Stated exercise. Leave out the pictures and copy everything else below exactly.

Dataset content.
— begin —

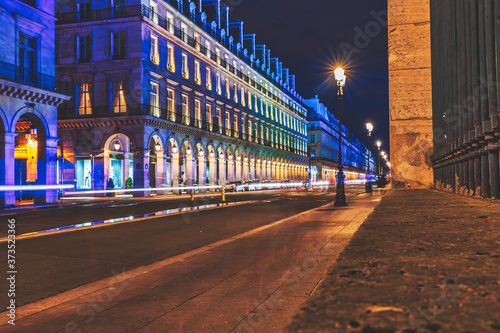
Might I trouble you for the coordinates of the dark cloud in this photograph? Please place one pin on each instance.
(308, 37)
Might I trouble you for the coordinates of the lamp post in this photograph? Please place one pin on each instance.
(369, 128)
(340, 77)
(379, 144)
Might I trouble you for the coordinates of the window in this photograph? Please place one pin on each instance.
(185, 110)
(118, 93)
(197, 113)
(154, 56)
(197, 41)
(170, 58)
(117, 45)
(171, 104)
(208, 114)
(209, 78)
(154, 12)
(84, 100)
(183, 32)
(219, 89)
(83, 48)
(197, 73)
(84, 11)
(27, 58)
(154, 99)
(170, 23)
(207, 46)
(185, 69)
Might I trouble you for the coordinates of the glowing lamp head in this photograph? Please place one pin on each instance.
(340, 77)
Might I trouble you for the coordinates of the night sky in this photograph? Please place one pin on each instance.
(309, 37)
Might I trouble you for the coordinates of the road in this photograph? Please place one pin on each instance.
(208, 270)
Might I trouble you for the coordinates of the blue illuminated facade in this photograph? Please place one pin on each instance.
(323, 136)
(171, 92)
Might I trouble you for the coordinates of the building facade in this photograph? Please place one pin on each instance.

— end —

Finished task.
Might I trouble you for the coordinates of the dark cloud in this photograph? Please place one pin on each instance.
(308, 37)
Might I trouble you for the coordinates of the lamp post in this photograph? Please place one pin on each instance.
(369, 128)
(340, 77)
(379, 144)
Might I trouble you for the coordinates of the window in this photograph? Please place one pin on each instance.
(185, 110)
(118, 93)
(197, 113)
(154, 56)
(197, 41)
(170, 58)
(117, 45)
(171, 104)
(208, 114)
(209, 78)
(154, 12)
(84, 100)
(183, 32)
(219, 89)
(83, 48)
(197, 73)
(84, 11)
(27, 58)
(154, 99)
(170, 23)
(207, 46)
(185, 69)
Might I trouble you for the coordinates of the glowing lamp head in this photograph? Please place one pin on each instance.
(340, 77)
Might I trouble you for the coordinates of the night sky in this photograph? Please place one pin on each instance.
(309, 37)
Might I trouble you for the coordinates of the road in this photograph? Please place one pin on each instance.
(208, 270)
Might I trouble you for the coordinates of the blue illuminated facade in this photograph? Please place one pin on each instance.
(323, 136)
(171, 92)
Might I trouble you for the coordinates of the building facade in this photograph? Please place one pin on each instance.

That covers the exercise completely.